Фрагмент текста
───
Можно бесконечно цитировать Брехта, отлавливая его за язык на нестыковках и плагиате. Вывод один: не то чтобы я действовал как-то иначе (иначе, чем Станиславский), просто я называю это другими словами, не всегда к месту. Но я новатор и большой оригинал!

В этом месте я вспомнил басню Крылова про слона и маленькую собачку и решил закончить работу, но что-то заставило меня ввести в «Яндекс» слово «остранение». Теперь я хочу привести первоисточники брехтовских «изобретений».

Заранее оговорюсь, что перевод немецкого слова «verfremdung» на русском языке может быть «остранением», «очуждением» или чем-то еще. Но в 1917 году, а это лет на десять раньше, чем у Брехта, этот термин, скорее этот прием, озвучил Виктор Шкловский в статье «Искусство как прием». Шкловский применил термин «остранение» к искусству в целом. "… Для того, чтобы вернуть ощущение жизни, почувствовать вещи, для того, чтобы сделать камень каменным, существует то, что называется искусством. Целью искусства является дать ощущение вещи как видение, а не как узнавание; приемом искусства является «ОСТРАНЕНИЕ» вещей и прием затрудненной формы, увеличивающий трудность и долготу восприятия, так как воспринимательный процесс в искусстве самоцелен и должен быть продлен; искусство есть способ пережить делание вещи, а сделанное искусство неважно… Методом остранения пользовался Толстой постоянно: в одном из случаев («Холстомер») рассказ ведется от лица лошади, и вещи остранены не нашим, а лошадиным восприятием… Таким приемом описывал Толстой все сражения в «Войне и мире».

Спустя годы (я естественно делаю скидки на слаборазвитые информационные технологии того времени) Брехт написал следующее: "… Рассмотрим еще, например, как с этой точки зрения («остранения») актер должен читать свою роль. Особенно важно при этом, чтобы он ее не слишком быстро схватывал. Пусть он даже сразу подберет самые естественные интонации для своего текста и самую удобную манеру произносить его, все равно он обязательно должен рассмотреть само содержание текста как нечто не совсем естественное, должен подвергнуть его сомнению и сопоставить со своими взглядами по общим вопросам, а так же предположить, какие возможны иные высказывания на ту же тему; словом, он должен действовать, как человек, которому все в диковинку".

Такое ощущение, что труды Станиславского, Михаила Чехова и Вахтангова все-таки иногда попадали в руки Брехту. Но Шкловский, как мне кажется, излагает более внятно.

Что касается эмоционального вовлечения зрителя, то у Брехта оно происходит абсолютно «по Вахтангову»: «Может ли уличный рассказчик оказаться в положении, когда ему пришлось бы взволнованным тоном передать утверждение шофера, будто последний был измучен длительной работой? Мы должны найти такую позицию, с которой наш рассказчик может подвергнуть критике эту взволнованность. Только если рассказчик встанет на некую определенную точку зрения, он окажется в состоянии имитировать взволнованную интонацию шофера». Для сравнения из Вахтангова: "… играя образ, свободно владея им, через него говорить свою, только ему одному — актеру — присущую правду".

Окончательно мне расхотелось вникать в теоретизирования Брехта, когда я натолкнулся на термин, специально изобретенный для «театра переживания» — «театр». Стало грустно и скучно.

Закончу тем, с чего начал. Брехтом — драматургом я восхищаюсь, Брехта — режиссера я не видел, «Брехт — теоретик» — тема данной работы.

очуждение брехт зритель театральный

Список литературы

1. Б. Брехт «Театр» том 5\2 М. Искусство 1965.

2. Е.Б. Вахтангов «Сборник материалов».

3. В. Шкловский «Искусство как прием».

4. Н.М. Горчаков «Режиссерские уроки Вахтангова».

5. Н.М. Горчаков «Режиссерские уроки Станиславского».
───
Содержимое набора данных
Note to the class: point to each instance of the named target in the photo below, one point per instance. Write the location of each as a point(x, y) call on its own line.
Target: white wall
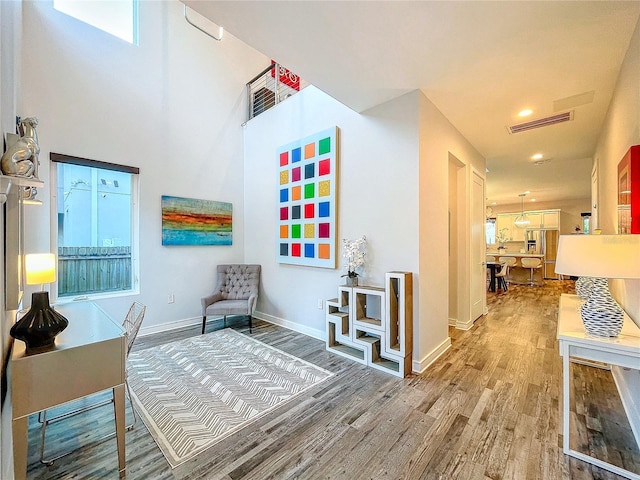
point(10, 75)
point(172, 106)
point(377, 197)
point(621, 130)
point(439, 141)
───
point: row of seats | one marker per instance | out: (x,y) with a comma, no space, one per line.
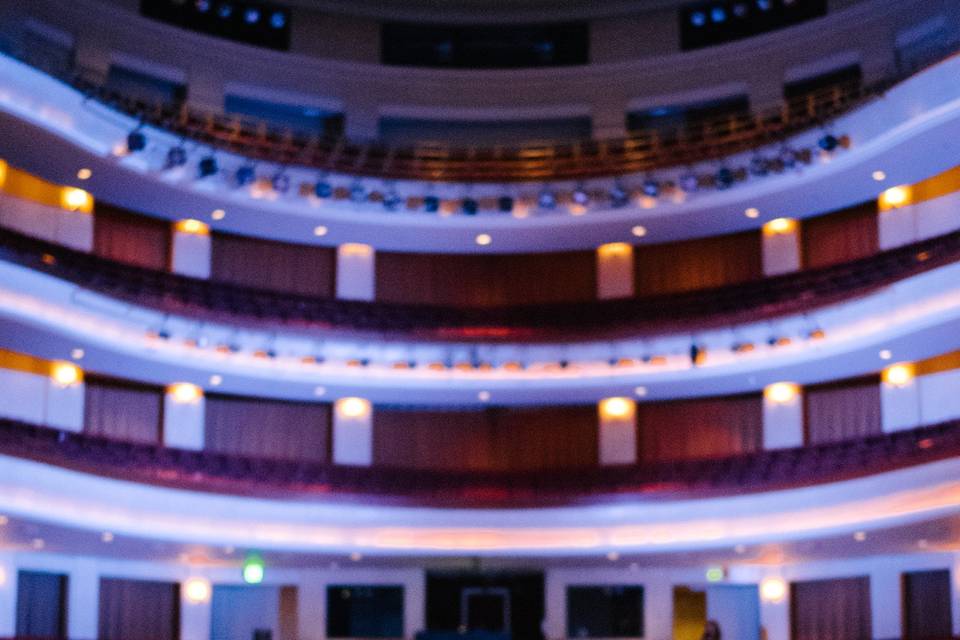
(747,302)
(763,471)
───
Задача
По фрагменту текста о Брехте ответьте на вопросы:
(a) В каком году и в какой статье Шкловский озвучил прием остранения?
(b) От чьего лица ведется рассказ в «Холстомере» согласно цитате из Шкловского?
(c) Чьи две работы о режиссерских уроках указаны в списке литературы?

Решение задачи
(a) В 1917 году, в статье «Искусство как прием».
(b) От лица лошади.
(c) Н.М. Горчакова: «Режиссерские уроки Вахтангова» и «Режиссерские уроки Станиславского».